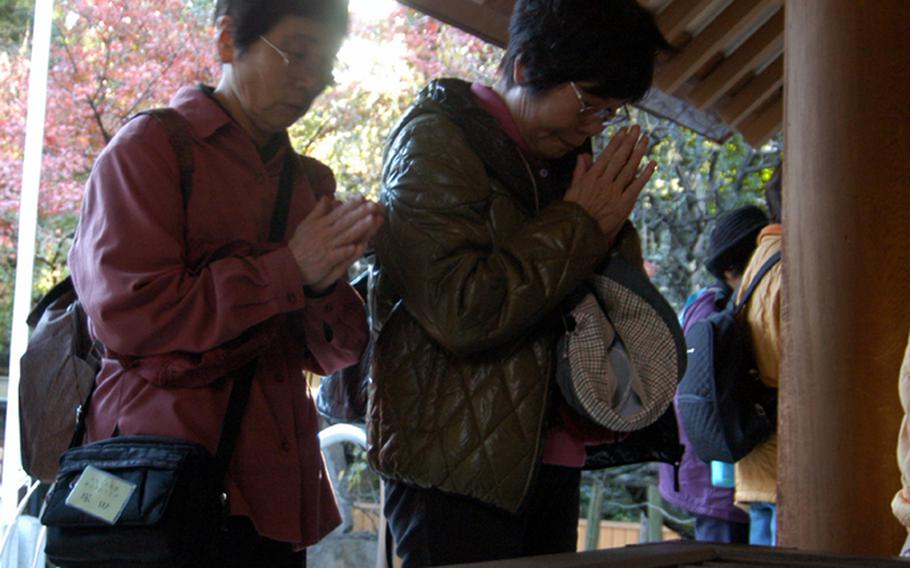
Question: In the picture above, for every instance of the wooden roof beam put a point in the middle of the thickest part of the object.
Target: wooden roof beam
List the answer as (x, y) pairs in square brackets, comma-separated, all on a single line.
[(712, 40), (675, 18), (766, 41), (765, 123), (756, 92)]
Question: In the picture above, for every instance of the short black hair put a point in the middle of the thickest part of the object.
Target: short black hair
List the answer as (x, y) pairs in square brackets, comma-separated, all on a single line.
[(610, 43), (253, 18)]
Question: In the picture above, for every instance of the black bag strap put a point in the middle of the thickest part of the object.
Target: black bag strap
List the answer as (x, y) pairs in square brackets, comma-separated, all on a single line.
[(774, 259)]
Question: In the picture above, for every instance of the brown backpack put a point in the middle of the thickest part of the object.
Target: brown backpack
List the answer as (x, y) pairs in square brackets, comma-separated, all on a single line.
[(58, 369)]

---

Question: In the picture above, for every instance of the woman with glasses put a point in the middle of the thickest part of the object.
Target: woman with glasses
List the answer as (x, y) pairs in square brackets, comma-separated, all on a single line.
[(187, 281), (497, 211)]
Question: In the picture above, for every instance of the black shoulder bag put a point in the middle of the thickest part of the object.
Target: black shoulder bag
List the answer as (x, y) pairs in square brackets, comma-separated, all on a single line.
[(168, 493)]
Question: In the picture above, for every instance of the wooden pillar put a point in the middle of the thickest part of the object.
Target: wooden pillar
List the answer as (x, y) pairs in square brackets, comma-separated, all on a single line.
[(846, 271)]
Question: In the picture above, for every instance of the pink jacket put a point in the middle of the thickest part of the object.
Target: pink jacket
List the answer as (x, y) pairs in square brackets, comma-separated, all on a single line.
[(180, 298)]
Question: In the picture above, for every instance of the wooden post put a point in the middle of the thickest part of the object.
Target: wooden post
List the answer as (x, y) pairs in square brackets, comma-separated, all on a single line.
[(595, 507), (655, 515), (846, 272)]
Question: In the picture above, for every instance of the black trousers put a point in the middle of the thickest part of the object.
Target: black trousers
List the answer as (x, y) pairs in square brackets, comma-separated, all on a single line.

▶ _WORK TASK_
Go through the lines above. Select every one that has the string "strap".

▶ _ANSWER FOR THE TASK_
Question: In the picture above, for every instance of the black bag strap put a point in the middle of the thickest part of the object.
Target: black bag strap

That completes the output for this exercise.